Questions on the material:
• 1. In the passage about Pacific Standard magazine, rewrite the stretch from "In 2010, the" through "When I Paint.", replacing "panelists" with "speakers".
• 2. According to the passage about Pacific Standard magazine, what was the purpose of launching Miller–McCune LIVE in 2010?

Given passage:
=== Section Start ===

The magazine was created for opinion leaders, policymakers, and concerned citizens who are interested in developing solutions to some of the world's toughest social and environmental problems. Its target readers are "influentials" who read The Economist, The Atlantic, Mother Jones, and Wired, but former editor-in-chief Streshinsky differentiated Pacific Standard by focusing on the behavioral and social sciences. In an interview, Streshinsky said:

... we're also committed to producing old-fashioned, well-told, deeply reported magazine journalism on subjects and characters of national interest or curiosity—we just want to do it in a way that is especially steeped in the relevant research literature and intellectual context. We value great storytelling and cogent analysis as much as anyone else on the block. And we love "conceptual scoops"—the kind of piece that can powerfully, sharply, and accurately reframe the reader's understanding of an important, complex subject.

In 2010, the magazine launched Miller–McCune LIVE, a special events program to bring articles to life through comprehensive debate featuring industry leaders. The first debate, on lobbying, took place in September in Washington, D.C. The second debate was held in New York City in November with panelists Sree Sreenivasan and Rachel Sklar, who dug into the effects of social media on "real life" and ways to humanize the Internet.

In-depth pieces include stories, such as "Native Environmentalism and the Alberta Oil Boom", "Global Warming: the Archaeological Frontier", "When Facebook Is Your Medical Record", and "Art and Alzheimer's: Another Way of Remembering", the story of Hilda Goldblatt Gorenstein (Hilgos), and the documentary I Remember Better When I Paint.

=== Section End ===

Material shown:

=== Section Start ===

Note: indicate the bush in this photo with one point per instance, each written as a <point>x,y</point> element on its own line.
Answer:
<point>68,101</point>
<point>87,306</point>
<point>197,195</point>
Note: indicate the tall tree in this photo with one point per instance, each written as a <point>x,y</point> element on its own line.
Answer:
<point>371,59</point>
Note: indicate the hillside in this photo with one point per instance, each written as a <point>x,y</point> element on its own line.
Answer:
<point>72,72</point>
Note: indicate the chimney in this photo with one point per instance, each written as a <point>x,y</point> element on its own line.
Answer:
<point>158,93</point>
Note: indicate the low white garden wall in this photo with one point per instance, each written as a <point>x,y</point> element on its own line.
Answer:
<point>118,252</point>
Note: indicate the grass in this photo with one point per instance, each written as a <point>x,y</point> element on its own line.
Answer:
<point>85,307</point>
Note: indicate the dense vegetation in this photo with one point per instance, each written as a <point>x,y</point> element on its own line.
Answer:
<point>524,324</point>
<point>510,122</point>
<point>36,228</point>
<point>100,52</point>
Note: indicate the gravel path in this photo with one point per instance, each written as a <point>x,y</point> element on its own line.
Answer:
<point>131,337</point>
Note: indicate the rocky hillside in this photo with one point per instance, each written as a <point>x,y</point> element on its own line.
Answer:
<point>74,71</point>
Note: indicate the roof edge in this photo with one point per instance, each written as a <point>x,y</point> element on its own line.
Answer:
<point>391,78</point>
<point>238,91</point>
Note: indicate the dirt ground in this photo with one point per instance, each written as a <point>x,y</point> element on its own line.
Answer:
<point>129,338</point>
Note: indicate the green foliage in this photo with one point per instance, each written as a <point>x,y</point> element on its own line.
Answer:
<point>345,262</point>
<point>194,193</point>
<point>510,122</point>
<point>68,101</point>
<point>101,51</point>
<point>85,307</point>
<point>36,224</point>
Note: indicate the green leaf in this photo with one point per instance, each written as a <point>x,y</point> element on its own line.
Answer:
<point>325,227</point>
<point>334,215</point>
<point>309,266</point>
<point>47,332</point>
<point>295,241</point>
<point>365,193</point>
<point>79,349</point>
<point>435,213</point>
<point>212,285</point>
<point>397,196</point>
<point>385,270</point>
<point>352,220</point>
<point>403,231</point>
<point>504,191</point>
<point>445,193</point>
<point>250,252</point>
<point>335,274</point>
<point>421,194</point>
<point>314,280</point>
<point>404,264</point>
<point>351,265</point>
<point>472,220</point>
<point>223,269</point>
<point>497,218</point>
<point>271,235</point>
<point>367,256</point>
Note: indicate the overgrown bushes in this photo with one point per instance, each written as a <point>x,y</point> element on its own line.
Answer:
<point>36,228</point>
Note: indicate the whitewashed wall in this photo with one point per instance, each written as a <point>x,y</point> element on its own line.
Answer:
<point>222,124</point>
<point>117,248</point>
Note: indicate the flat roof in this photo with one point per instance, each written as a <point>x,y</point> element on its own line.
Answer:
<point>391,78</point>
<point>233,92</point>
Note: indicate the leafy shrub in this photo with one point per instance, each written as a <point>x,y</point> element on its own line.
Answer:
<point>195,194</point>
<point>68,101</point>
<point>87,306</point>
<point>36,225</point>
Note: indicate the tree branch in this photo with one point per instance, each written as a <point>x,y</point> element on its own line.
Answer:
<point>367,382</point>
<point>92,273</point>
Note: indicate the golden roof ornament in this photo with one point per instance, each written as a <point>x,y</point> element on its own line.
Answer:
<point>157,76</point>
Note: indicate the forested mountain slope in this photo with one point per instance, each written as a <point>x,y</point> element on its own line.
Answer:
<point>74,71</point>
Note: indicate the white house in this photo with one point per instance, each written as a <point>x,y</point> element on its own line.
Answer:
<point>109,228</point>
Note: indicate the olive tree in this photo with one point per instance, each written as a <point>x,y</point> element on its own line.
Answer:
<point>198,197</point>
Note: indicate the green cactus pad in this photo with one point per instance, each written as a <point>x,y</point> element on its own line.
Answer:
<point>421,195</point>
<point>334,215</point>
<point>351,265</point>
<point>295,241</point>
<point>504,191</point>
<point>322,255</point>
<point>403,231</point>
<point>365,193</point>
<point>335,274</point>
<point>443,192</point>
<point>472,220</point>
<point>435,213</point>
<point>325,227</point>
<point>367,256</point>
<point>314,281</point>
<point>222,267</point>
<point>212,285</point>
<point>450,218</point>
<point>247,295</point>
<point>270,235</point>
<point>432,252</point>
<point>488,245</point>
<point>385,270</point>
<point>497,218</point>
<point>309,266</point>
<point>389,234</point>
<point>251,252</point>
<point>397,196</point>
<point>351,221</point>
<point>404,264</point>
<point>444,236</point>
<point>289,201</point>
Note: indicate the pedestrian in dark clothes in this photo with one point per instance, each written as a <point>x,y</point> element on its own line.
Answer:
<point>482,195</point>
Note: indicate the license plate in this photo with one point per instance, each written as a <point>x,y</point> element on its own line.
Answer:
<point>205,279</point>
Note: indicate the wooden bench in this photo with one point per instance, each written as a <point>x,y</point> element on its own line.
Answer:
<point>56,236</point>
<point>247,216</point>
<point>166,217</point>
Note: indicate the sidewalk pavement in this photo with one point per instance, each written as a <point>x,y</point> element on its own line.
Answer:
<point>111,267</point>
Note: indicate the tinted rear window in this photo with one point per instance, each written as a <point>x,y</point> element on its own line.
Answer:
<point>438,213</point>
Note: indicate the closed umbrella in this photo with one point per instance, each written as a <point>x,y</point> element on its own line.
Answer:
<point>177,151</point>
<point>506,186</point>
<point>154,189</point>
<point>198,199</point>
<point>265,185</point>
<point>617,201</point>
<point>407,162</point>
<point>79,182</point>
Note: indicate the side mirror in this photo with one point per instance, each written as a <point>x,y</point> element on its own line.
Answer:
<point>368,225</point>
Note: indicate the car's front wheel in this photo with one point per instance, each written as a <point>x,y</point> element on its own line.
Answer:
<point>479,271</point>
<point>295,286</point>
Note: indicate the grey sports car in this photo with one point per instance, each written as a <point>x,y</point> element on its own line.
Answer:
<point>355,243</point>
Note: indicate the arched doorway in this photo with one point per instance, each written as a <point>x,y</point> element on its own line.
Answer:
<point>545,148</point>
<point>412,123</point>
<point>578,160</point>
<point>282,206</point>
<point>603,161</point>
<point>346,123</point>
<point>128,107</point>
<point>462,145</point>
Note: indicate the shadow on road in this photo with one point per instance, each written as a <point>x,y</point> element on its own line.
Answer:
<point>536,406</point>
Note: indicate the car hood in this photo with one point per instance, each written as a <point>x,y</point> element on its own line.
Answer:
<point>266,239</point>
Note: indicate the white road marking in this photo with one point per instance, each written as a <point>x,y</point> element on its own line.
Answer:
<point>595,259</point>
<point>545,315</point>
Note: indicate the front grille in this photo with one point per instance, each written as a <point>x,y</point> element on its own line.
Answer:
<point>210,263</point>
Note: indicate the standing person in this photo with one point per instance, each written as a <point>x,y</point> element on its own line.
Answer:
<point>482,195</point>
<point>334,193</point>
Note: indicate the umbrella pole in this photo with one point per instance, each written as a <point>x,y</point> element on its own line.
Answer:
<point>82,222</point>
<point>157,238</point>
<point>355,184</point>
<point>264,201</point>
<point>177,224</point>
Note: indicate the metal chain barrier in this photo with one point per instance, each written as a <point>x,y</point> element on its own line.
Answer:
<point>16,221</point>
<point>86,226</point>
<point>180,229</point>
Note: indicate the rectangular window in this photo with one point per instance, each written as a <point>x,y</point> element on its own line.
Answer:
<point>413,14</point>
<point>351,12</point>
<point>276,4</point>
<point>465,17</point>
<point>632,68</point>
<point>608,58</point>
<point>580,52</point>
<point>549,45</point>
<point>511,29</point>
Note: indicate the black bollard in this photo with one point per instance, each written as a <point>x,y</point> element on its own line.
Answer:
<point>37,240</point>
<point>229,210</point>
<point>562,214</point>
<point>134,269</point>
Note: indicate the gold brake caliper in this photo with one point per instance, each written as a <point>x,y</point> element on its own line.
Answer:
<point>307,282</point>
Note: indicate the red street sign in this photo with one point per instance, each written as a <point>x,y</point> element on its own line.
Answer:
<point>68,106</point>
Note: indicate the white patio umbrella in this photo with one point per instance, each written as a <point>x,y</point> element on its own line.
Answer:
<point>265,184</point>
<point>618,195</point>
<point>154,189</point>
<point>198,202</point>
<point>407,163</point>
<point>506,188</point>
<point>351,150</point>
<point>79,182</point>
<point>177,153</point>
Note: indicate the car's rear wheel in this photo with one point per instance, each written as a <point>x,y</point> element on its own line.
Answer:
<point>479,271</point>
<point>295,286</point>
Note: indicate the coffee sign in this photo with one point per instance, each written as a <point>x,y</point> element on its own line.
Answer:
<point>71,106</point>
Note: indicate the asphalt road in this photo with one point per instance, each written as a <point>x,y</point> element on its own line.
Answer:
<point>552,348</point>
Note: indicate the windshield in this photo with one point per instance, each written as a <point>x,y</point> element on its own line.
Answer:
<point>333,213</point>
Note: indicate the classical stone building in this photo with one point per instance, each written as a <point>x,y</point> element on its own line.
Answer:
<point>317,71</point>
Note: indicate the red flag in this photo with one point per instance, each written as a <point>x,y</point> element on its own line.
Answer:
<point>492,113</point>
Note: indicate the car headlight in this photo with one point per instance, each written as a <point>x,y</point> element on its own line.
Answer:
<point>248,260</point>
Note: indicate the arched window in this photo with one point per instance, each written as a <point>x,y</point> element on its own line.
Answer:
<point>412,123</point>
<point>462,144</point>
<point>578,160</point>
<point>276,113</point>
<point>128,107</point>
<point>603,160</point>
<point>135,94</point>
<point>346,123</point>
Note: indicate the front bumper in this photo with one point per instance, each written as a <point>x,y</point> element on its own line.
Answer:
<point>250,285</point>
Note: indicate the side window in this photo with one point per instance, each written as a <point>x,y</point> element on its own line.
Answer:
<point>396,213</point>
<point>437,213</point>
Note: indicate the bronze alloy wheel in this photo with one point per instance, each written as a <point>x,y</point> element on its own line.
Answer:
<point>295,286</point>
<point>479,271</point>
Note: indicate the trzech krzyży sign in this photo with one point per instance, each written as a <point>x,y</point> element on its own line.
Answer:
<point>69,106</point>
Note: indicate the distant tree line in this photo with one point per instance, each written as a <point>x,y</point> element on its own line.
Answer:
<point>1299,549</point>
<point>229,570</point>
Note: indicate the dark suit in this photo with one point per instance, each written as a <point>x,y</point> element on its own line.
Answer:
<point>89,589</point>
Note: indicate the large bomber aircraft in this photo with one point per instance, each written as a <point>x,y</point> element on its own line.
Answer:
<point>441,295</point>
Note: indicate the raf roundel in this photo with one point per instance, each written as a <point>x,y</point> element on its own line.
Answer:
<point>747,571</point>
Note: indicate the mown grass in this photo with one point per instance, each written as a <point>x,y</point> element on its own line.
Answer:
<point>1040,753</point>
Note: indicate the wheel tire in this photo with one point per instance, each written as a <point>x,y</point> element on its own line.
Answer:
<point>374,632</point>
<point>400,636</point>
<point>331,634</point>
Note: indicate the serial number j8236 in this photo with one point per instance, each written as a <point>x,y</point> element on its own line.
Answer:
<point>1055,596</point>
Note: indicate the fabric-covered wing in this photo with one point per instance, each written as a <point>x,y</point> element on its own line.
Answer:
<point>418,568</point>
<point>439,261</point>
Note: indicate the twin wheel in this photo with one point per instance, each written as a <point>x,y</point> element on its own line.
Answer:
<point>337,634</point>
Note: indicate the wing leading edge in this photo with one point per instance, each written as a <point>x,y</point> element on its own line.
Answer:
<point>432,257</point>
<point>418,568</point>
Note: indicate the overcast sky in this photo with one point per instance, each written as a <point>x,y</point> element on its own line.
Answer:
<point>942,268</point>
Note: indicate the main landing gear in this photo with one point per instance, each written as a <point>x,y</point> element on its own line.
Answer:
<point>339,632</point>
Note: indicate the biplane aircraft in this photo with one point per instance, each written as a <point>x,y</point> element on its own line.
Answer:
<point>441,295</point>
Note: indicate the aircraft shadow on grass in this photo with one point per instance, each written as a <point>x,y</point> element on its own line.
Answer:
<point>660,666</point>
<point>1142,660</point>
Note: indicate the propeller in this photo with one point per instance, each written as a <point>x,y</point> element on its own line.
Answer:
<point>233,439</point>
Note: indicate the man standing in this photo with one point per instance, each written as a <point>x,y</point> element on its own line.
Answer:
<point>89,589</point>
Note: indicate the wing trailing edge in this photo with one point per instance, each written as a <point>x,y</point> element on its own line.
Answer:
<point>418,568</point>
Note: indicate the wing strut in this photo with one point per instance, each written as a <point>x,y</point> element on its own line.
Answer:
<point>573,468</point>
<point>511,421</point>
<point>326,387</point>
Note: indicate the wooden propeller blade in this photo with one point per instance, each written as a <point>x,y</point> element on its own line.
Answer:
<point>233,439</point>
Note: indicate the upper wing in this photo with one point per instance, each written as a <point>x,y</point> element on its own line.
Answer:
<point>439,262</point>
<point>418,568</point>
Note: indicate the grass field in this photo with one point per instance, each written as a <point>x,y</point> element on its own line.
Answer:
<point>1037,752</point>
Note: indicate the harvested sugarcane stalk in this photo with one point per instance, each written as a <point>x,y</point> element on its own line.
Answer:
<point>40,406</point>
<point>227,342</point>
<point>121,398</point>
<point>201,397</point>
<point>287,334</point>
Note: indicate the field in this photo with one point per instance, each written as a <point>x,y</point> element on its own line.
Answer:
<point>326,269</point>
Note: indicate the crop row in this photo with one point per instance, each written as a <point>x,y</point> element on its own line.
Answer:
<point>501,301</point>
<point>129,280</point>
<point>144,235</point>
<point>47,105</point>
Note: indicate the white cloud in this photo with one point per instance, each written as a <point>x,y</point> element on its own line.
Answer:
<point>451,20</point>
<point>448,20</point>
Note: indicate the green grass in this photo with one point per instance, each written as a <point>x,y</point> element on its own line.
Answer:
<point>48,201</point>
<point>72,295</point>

=== Section End ===

Solutions to the problems:
• 1.
In 2010, the magazine launched Miller–McCune LIVE, a special events program to bring articles to life through comprehensive debate featuring industry leaders. The first debate, on lobbying, took place in September in Washington, D.C. The second debate was held in New York City in November with speakers Sree Sreenivasan and Rachel Sklar, who dug into the effects of social media on "real life" and ways to humanize the Internet.

In-depth pieces include stories, such as "Native Environmentalism and the Alberta Oil Boom", "Global Warming: the Archaeological Frontier", "When Facebook Is Your Medical Record", and "Art and Alzheimer's: Another Way of Remembering", the story of Hilda Goldblatt Gorenstein (Hilgos), and the documentary I Remember Better When I Paint.

• 2. The magazine launched Miller–McCune LIVE as a special events program to bring its articles to life through comprehensive debate featuring industry leaders.